Go through the lines below and keep only those that contain the string "cloud". Copy each of those lines, and treat uppercase and lowercase as different.

# start of Records for the exercise

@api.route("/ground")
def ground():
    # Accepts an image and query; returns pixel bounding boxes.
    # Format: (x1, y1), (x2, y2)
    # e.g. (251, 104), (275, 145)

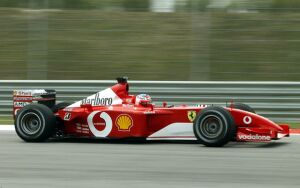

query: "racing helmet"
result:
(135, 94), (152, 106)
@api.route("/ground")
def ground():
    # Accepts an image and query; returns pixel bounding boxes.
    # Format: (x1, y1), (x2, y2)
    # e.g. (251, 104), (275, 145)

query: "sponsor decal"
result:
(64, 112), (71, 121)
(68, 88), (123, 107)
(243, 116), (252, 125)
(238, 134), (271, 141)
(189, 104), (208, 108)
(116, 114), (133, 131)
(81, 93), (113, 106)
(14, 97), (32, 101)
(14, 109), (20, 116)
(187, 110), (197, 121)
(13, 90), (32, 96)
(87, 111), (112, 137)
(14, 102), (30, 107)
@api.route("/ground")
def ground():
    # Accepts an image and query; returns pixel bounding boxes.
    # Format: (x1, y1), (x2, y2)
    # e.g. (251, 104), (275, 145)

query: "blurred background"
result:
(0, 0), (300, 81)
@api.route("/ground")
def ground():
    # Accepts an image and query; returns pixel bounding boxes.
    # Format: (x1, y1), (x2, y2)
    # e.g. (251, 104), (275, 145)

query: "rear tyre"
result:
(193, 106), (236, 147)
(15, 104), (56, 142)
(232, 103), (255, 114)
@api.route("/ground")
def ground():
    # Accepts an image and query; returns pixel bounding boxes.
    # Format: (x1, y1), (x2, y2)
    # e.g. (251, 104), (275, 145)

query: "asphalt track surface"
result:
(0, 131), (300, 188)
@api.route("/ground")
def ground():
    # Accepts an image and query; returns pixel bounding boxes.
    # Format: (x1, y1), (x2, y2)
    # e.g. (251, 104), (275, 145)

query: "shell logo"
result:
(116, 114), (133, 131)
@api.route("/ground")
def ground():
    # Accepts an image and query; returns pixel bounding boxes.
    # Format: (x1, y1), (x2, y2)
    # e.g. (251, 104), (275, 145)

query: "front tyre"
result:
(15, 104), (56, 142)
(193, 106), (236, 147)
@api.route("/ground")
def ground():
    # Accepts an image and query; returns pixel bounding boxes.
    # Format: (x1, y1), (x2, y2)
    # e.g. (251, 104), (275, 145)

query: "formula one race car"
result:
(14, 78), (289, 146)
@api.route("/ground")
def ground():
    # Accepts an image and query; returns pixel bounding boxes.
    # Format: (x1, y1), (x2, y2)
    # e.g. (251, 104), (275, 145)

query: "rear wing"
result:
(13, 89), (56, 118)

# end of Records for the exercise
# start of Records for the exercise

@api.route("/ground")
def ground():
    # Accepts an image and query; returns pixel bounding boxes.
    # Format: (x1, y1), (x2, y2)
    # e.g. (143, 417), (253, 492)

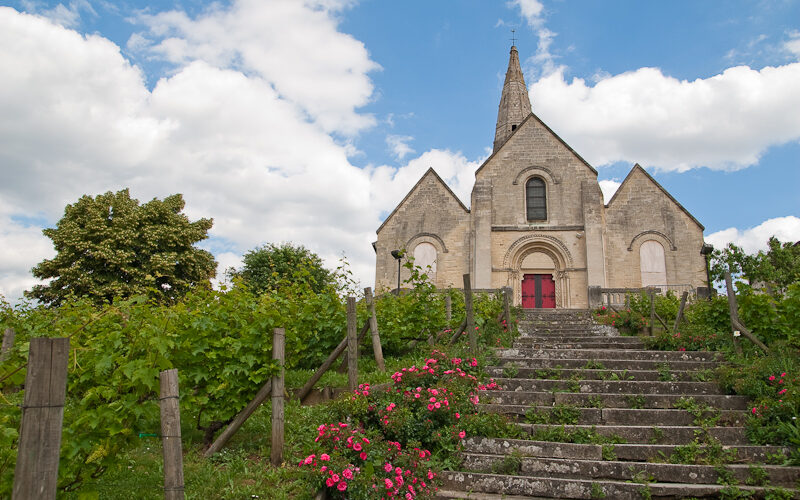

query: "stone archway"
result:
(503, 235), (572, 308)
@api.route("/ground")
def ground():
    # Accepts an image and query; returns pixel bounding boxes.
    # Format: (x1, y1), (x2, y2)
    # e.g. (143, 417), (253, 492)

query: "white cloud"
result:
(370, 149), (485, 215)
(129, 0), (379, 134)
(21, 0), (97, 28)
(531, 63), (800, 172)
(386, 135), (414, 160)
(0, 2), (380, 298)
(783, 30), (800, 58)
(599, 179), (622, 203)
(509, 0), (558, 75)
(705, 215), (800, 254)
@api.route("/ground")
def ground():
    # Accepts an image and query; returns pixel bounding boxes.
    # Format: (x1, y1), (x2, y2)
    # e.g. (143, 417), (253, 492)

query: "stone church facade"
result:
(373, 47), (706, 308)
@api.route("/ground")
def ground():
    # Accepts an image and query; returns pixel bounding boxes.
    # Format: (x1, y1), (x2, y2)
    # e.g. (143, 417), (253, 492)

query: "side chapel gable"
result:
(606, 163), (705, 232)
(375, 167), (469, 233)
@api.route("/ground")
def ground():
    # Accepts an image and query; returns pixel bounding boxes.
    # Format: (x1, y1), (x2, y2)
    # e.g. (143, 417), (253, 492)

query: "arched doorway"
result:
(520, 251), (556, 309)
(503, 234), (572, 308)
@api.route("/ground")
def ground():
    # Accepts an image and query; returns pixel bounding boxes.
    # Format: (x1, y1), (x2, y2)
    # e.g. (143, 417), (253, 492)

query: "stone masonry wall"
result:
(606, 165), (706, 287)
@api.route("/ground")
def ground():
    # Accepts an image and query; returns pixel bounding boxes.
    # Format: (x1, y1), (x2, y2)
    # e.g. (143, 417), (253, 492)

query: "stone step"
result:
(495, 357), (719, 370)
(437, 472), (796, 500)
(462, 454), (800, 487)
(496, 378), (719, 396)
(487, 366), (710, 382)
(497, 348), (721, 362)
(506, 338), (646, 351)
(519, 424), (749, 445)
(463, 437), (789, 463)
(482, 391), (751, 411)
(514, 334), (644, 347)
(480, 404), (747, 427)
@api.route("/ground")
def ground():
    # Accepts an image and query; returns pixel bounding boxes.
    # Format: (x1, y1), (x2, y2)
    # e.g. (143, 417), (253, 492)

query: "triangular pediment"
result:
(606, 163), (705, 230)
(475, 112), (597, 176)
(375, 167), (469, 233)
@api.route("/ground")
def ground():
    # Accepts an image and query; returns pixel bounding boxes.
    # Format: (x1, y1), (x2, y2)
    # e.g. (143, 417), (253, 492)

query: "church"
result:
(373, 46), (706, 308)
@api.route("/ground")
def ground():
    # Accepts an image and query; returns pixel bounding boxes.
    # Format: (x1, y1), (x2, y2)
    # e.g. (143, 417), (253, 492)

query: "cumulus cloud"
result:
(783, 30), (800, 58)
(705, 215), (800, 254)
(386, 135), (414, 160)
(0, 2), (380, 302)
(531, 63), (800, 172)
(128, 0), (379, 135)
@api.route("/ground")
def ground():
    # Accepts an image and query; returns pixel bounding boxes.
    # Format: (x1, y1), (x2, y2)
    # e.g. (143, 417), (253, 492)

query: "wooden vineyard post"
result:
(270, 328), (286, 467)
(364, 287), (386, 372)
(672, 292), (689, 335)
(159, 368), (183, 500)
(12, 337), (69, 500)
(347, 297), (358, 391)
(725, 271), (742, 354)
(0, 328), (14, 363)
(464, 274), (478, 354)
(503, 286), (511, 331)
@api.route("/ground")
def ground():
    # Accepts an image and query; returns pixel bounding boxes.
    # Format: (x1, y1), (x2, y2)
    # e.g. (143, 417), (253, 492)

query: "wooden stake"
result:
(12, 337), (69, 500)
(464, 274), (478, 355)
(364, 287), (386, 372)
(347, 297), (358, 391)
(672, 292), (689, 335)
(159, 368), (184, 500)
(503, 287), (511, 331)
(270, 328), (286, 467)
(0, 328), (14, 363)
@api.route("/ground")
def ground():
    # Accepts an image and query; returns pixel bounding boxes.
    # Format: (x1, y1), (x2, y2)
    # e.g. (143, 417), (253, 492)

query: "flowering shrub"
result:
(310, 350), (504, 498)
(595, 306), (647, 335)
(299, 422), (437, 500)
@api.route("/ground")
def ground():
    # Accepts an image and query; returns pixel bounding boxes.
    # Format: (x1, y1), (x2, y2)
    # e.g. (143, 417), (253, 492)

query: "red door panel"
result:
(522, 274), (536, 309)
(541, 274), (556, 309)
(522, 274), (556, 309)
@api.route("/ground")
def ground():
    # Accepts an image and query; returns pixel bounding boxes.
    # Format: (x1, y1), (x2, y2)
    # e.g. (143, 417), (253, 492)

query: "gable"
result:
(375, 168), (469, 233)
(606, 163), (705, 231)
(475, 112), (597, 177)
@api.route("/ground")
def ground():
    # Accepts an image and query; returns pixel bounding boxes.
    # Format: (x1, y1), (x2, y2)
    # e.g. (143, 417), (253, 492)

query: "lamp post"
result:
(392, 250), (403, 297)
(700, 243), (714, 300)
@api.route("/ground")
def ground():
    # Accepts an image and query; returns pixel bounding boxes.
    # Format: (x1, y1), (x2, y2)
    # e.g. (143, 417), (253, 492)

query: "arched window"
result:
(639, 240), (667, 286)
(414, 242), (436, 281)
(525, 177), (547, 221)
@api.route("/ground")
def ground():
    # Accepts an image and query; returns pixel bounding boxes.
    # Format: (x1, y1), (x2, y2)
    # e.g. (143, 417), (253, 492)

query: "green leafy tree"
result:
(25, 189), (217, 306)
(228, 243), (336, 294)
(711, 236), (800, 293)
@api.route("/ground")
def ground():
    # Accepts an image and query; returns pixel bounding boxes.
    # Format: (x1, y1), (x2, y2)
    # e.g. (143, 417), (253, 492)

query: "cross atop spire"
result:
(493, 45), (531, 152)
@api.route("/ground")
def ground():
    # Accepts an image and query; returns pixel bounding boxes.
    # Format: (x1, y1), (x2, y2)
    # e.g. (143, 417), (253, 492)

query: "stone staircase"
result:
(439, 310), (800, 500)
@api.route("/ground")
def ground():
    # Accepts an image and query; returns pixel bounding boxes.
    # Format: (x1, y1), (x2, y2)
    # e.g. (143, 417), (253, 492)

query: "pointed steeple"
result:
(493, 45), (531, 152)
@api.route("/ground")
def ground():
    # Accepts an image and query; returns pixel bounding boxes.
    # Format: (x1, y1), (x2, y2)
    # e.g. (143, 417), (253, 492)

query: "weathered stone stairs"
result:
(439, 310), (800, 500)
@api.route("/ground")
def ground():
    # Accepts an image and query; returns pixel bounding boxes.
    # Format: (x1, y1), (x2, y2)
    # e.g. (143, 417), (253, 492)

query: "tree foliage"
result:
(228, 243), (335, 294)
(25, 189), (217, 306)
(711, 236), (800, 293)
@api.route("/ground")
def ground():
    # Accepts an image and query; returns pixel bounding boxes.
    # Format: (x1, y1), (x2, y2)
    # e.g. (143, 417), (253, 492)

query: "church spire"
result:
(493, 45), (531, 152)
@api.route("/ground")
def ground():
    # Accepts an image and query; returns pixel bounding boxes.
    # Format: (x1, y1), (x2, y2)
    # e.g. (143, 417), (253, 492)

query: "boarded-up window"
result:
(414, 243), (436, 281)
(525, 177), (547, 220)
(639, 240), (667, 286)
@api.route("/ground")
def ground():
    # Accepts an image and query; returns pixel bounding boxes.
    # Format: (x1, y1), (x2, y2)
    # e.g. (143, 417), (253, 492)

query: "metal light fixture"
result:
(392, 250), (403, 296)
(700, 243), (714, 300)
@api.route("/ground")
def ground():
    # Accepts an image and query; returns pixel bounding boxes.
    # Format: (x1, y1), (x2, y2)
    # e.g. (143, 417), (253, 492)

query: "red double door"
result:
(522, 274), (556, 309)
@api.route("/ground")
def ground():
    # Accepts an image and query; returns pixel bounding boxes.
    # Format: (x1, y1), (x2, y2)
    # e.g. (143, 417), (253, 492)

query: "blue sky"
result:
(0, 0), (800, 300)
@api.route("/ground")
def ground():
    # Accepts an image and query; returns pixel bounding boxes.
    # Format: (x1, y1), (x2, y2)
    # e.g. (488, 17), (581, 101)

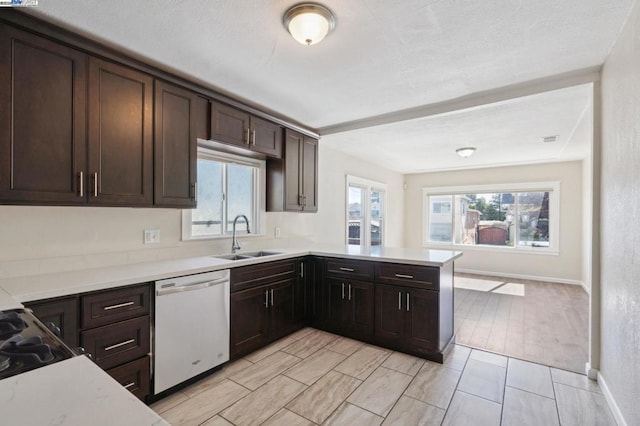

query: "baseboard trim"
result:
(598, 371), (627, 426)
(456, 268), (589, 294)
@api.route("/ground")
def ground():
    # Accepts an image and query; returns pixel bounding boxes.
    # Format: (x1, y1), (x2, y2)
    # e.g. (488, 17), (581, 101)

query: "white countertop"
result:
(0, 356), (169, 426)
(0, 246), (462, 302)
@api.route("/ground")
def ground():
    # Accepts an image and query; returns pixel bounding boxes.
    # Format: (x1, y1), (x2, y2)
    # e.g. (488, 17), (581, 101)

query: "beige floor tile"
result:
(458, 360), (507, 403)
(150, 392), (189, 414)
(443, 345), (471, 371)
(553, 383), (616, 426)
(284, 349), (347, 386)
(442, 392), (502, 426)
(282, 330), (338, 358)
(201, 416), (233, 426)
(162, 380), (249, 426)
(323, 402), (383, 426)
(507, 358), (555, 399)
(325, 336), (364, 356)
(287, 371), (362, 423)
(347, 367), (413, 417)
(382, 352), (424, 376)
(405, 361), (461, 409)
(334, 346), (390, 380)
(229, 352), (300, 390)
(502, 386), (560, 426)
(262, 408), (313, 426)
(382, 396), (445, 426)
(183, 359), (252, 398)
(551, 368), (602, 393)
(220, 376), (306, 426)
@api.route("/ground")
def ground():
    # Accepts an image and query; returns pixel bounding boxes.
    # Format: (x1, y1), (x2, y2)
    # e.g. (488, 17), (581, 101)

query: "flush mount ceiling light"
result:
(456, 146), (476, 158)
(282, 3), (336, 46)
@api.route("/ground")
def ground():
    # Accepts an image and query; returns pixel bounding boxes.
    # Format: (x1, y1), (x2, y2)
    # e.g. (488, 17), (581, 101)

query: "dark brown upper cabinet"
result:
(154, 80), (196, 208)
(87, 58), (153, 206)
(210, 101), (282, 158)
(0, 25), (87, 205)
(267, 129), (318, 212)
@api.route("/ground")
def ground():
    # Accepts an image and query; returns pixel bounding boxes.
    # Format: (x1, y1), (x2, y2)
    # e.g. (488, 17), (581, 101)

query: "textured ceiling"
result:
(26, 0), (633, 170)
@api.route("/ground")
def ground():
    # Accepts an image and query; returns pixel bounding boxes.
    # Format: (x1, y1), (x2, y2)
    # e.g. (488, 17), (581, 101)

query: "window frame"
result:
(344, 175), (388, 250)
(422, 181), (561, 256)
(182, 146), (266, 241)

# end of Records for the exercise
# start of Records for the exercise

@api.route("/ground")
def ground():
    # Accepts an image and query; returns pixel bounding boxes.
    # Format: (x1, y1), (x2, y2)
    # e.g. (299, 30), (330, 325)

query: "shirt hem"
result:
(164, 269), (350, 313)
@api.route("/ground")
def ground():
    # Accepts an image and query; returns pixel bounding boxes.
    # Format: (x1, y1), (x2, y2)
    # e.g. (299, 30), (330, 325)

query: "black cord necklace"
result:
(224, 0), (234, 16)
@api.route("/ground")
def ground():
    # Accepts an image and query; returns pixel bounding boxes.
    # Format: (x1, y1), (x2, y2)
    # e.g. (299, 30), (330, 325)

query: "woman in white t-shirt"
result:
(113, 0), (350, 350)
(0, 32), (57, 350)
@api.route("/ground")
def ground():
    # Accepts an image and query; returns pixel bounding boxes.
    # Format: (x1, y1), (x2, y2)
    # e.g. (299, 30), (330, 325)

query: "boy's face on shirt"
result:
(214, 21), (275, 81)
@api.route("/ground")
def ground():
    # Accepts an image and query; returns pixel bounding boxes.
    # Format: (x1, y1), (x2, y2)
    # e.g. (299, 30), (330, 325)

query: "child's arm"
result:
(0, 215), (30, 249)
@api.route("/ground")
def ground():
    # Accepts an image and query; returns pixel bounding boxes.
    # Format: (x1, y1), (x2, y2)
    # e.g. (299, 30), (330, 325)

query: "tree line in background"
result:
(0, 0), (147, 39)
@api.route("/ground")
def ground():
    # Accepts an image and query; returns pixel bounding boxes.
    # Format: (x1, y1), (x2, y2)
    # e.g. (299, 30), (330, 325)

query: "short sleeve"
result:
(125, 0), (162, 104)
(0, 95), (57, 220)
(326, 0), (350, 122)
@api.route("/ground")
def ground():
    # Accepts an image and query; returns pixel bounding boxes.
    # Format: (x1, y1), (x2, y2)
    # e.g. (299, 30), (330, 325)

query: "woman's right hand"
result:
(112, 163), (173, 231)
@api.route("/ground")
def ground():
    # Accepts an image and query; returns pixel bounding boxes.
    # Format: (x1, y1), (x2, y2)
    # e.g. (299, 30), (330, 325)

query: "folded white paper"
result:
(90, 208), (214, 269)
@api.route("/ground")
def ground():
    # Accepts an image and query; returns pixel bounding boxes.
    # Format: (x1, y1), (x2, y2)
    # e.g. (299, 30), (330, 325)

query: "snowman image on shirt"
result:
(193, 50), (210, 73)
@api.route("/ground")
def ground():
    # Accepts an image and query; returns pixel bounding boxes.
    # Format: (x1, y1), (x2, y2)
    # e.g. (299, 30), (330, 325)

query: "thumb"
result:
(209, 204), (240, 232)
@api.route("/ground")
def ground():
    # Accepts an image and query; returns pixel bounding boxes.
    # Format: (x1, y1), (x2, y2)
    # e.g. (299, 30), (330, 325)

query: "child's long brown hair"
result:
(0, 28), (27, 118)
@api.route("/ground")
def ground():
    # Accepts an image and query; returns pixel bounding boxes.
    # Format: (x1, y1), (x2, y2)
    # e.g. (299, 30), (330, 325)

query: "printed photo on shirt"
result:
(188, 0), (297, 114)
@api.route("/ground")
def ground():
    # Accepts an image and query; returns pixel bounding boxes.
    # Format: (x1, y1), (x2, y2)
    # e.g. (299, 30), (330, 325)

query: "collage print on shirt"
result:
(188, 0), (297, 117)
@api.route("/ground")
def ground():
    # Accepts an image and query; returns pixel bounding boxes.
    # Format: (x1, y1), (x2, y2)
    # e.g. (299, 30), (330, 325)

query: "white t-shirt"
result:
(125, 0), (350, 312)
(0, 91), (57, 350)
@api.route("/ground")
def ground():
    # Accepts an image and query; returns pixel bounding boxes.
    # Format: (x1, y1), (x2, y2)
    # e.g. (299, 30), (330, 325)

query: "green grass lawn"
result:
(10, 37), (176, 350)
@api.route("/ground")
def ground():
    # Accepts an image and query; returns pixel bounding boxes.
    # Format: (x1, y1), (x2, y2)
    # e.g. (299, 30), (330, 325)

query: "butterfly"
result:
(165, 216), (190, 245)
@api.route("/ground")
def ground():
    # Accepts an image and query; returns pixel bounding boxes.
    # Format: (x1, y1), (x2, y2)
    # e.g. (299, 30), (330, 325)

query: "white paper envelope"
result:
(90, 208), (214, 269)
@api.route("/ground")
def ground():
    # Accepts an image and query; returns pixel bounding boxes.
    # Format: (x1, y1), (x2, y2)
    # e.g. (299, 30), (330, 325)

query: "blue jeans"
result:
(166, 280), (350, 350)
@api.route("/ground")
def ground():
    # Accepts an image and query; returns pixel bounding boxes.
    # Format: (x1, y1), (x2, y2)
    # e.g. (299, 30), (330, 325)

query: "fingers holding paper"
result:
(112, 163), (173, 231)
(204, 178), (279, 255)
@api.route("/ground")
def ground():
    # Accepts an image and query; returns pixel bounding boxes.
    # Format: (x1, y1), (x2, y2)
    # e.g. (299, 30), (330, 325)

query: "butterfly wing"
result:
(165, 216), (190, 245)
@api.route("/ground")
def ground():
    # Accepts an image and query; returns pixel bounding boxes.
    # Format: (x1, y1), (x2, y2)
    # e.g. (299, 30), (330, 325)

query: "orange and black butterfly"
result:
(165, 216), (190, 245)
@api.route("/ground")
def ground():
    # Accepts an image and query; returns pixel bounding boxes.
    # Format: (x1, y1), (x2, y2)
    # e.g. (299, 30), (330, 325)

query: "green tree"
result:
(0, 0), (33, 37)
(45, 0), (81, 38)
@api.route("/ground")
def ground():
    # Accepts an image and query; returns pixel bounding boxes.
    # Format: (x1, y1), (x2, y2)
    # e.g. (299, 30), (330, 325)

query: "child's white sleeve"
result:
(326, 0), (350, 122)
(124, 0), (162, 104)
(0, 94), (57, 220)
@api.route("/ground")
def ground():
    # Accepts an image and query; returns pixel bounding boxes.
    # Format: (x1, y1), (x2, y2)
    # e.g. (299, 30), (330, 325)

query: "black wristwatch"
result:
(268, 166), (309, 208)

# end of Records for the exercise

--- Result of this exercise ---
query: "white cloud"
query: "cumulus cloud"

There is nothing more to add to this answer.